- _Exercise task_:
Write the records out again, precisely as they stand.

--- --- ---

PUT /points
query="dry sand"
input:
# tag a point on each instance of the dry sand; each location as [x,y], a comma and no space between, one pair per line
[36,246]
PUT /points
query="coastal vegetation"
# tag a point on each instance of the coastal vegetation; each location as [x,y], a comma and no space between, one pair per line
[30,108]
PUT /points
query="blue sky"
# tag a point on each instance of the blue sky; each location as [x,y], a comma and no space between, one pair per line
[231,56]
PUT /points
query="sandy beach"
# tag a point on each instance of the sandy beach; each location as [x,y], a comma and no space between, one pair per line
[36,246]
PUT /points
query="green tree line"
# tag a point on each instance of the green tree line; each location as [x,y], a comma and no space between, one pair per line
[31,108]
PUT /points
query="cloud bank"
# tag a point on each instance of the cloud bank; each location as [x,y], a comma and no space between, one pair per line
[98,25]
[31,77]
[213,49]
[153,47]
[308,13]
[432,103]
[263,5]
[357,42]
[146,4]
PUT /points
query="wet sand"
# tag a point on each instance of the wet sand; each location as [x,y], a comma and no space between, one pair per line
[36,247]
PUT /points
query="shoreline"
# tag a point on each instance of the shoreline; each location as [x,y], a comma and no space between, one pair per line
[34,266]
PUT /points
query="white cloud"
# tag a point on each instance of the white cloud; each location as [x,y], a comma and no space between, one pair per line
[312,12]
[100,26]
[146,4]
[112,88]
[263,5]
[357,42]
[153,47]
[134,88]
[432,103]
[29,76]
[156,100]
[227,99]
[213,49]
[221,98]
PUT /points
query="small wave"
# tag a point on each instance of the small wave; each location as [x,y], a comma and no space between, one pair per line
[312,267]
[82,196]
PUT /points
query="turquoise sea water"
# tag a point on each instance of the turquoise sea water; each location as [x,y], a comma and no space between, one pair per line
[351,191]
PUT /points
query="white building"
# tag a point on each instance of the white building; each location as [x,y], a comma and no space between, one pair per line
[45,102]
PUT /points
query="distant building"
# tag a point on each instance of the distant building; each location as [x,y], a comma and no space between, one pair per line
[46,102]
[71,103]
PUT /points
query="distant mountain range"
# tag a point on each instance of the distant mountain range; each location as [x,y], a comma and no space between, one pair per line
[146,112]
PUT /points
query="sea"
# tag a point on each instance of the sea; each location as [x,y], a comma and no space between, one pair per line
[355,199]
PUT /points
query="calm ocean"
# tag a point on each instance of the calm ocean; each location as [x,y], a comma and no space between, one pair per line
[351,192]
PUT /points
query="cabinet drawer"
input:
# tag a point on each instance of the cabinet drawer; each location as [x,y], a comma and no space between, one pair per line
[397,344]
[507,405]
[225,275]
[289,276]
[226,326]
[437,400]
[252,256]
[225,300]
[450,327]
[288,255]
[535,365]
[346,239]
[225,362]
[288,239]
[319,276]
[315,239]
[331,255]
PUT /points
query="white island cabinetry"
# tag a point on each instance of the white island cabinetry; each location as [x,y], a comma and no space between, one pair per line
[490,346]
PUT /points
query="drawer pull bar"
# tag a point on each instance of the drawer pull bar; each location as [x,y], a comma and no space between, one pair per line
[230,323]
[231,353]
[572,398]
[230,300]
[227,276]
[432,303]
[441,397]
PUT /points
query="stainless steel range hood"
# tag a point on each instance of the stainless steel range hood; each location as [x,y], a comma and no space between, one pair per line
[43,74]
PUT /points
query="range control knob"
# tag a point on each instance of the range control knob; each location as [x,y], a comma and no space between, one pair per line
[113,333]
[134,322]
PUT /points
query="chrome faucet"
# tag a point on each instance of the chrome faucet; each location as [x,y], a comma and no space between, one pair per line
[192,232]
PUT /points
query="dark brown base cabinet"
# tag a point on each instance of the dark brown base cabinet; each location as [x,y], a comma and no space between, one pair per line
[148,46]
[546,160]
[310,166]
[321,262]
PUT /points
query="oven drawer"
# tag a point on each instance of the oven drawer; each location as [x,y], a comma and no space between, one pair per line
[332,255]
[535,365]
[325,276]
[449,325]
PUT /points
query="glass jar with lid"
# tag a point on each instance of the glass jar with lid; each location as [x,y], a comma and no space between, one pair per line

--- --- ---

- _Solved exercise_:
PUT /points
query="dry sand"
input:
# tag a point on each instance of the dry sand; each location as [x,y], a comma and no space between, one pair per line
[36,246]
PUT /points
query="coastal vegetation"
# tag a point on each instance of the coastal vegetation; each location as [x,y], a comma and no space between, one pair per line
[30,108]
PUT /points
query="blue sky"
# tag a point on each instance of the blue sky; each location as [x,y], a comma and no space between, one pair per line
[231,56]
PUT /points
query="sandy beach"
# tag a point on each instance of the sandy beach; each location as [x,y], a comma and no space between, one pair per line
[36,246]
PUT /points
query="green tree line"
# tag a point on each instance of the green tree line; each location as [x,y], a comma and no space between, one pair per line
[31,108]
PUT /points
query="cloud bank"
# tag a point on each instance of the cloud bank; each location as [x,y], a comma and no space between, one pair per line
[98,25]
[31,77]
[213,49]
[153,47]
[308,13]
[432,103]
[263,5]
[357,42]
[146,4]
PUT /points
query="wet sand"
# tag a point on each instance of the wet sand; each location as [x,y], a comma and no space between, one pair per line
[36,247]
PUT /points
query="shoreline"
# tag a point on each instance of the shoreline; each location as [x,y], a comma and no space between, one pair per line
[34,266]
PUT /points
query="white cloud"
# tag a point on each instance of the white cloud; each location as [x,y], a comma and no space between, one pair per line
[312,12]
[100,26]
[146,4]
[112,88]
[263,5]
[357,42]
[153,47]
[134,88]
[432,103]
[29,76]
[156,100]
[227,99]
[213,49]
[221,98]
PUT /points
query="small wave"
# tag a point on each instance of the small wave; each location as [x,y], a comma and no space between, one pair per line
[312,267]
[82,196]
PUT /points
query="turquoise sea water"
# tag a point on each instance of the turquoise sea water; each location as [x,y], a comma and no space between, one pair per line
[351,191]
PUT /points
query="white building"
# tag a point on each instance of the white building; each location as [x,y], a comma and no space between, one pair per line
[45,102]
PUT /points
query="distant building"
# tag a point on each instance of the distant building; each location as [x,y], a comma and no space between, one pair per line
[46,102]
[71,103]
PUT /points
query="distant mountain range"
# tag a point on each instance of the distant mountain range; each location as [x,y], a comma and no space between, one pair per line
[146,112]
PUT /points
query="sea"
# tag a point on each instance of the sea; each location as [x,y], a comma and no space between, one pair per line
[355,199]
PUT /points
query="calm ocean"
# tag a point on each instance of the calm ocean; each location as [x,y], a comma and no space between, one pair per line
[351,192]
PUT /points
query="cabinet drawer"
input:
# tag a point on each instance of the cabinet drawer; each location as [x,y], a comma and no space between, one pair per line
[397,344]
[507,405]
[225,275]
[289,276]
[226,326]
[437,400]
[252,256]
[225,300]
[450,327]
[288,255]
[535,365]
[346,239]
[225,362]
[288,239]
[319,276]
[315,239]
[331,255]
PUT /points
query="white island cabinetry"
# tag a point on each instance of the white island cabinetry; each location as [x,y], a comma and no space between, one pair per line
[490,346]
PUT /points
query="drawer pull bar"
# tag a point on each instance of the drawer pull bar; each location as [x,y], a comma and no space between, one pair per line
[230,323]
[231,353]
[572,398]
[230,300]
[227,276]
[432,303]
[441,397]
PUT /points
query="stainless steel range hood"
# tag a point on each instance of the stainless steel range hood; each location as [x,y], a comma and no space between, one pair per line
[43,74]
PUT /points
query="range control knob"
# tag a point on each instance of the range control knob; each location as [x,y], a comma and no space between, one pair per line
[113,333]
[134,322]
PUT /points
query="chrome faucet"
# tag a point on each instance of the chrome faucet; each location as [x,y], a comma and no space between, one pair per line
[192,232]
PUT /points
query="dark brown base cabinet"
# tag a point on each instance of the dark brown base cabinet; each location as [x,y], a comma and no space between, one pair per line
[148,46]
[546,160]
[310,166]
[321,262]
PUT /points
query="oven drawer"
# tag a point on each instance of the oven drawer; each location as [x,y], a comma and no space between, one pair per line
[332,255]
[535,365]
[325,276]
[449,325]
PUT /points
query="glass jar with lid"
# tag a point on each instance of the glass jar with lid; each location as [x,y], a comma and no space between, one pair per line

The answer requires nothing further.